_Records to process_.
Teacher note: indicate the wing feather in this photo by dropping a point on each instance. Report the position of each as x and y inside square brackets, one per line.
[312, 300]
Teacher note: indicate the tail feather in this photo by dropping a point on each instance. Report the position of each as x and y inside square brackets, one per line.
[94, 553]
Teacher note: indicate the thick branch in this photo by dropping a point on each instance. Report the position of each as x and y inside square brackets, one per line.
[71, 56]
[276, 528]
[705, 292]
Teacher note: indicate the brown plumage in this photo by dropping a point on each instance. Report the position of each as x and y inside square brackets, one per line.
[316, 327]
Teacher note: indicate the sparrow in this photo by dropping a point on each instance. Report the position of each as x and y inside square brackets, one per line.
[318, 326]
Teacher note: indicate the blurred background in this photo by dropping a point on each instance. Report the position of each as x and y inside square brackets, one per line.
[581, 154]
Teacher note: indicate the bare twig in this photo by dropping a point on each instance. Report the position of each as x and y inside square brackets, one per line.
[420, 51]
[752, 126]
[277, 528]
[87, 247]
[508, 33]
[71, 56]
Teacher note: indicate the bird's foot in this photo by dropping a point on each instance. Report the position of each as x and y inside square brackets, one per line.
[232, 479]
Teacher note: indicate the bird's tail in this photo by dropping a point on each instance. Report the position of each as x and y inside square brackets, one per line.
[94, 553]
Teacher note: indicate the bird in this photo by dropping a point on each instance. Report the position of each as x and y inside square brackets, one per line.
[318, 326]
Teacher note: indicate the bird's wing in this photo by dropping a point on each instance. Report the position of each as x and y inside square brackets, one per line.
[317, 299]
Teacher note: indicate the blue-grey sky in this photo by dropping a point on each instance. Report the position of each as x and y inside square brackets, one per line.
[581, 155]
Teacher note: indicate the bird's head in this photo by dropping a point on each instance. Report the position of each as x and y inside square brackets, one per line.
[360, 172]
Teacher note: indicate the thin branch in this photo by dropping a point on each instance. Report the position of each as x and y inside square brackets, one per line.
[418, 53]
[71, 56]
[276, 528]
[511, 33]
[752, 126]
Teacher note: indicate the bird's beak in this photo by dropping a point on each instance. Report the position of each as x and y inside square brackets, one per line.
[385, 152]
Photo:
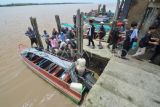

_Problem statement_. A word-for-word copy of the listing is needed. It must not include the pictures.

_Response area_.
Teacher note: indicate the wing feather in this photo by dropping a point on each instance. Report the position of each as x and y inside square brackets, one per line.
[312, 300]
Teacher note: indicate the tail feather in this photo by dropping a point on each instance. Report the position of each as x and y inside square brackets, one per line.
[94, 553]
Teacher note: indicate the thick branch in this photo by dropping a point on each instance. Report the position of each as x and y inside square brackets, one per line.
[71, 56]
[276, 528]
[705, 292]
Teacher note: indicate the brown plumage in this photo by dropping a point on each instance. Report the position of each as x and y inside square brackets, one per line.
[316, 327]
Teacher note: indicate the sparrow in this photo by dropping a point on each instance. Report the position of each as x and y inside square brackets, one per line.
[318, 326]
Teacher note: indicate the blurred background in this photo by dropping a point on each instance. Report the position of each as x and y inside square brackets, one per line.
[581, 154]
Teacher note: indicate the bare twig in this photo by dropping a point on each instance. Report the position of each as x and y inside square brackets, one per line.
[420, 51]
[752, 126]
[277, 528]
[87, 247]
[508, 33]
[71, 56]
Teacher note: indicate the bird's foot in this photo by dropping a point on each instance. Report the position of each as x and y inside square brackets, one per line.
[232, 479]
Teacher note: indicate the bird's tail in this photo by dropping a point on each instance. Report the position of each as x and y inside square brackets, one per line.
[94, 553]
Teacher note: indicate the bird in this photo by dropping a point on each instance. Report the position of each as x and y inside square brackets, one per line.
[318, 326]
Teacher note: indicate the bird's wing in this photo by dropping a point on each instance. Report the position of each as x and y inside square brackets, one per line.
[317, 299]
Teacher note: indicate the blue-grey sky in this photo by dropping a point on each instance. Report the position of each as x and y inside square brackets, one per line.
[581, 155]
Teacher note: indicate the bird's head in this photo by dropping a point on each instance. Report the position of each as x and y inside square brackets, one per line.
[360, 172]
Teacher note: indicate the thin branch in this photo by dropping a point on each instance. Report the position of each as x and y inside square brackets, one per line.
[418, 53]
[71, 56]
[276, 528]
[511, 33]
[752, 126]
Teacher note: indicate the bird's beak in this photo by dropping a point on each instance. Report the position of each as x and y inside square brackets, one per line.
[385, 152]
Photo:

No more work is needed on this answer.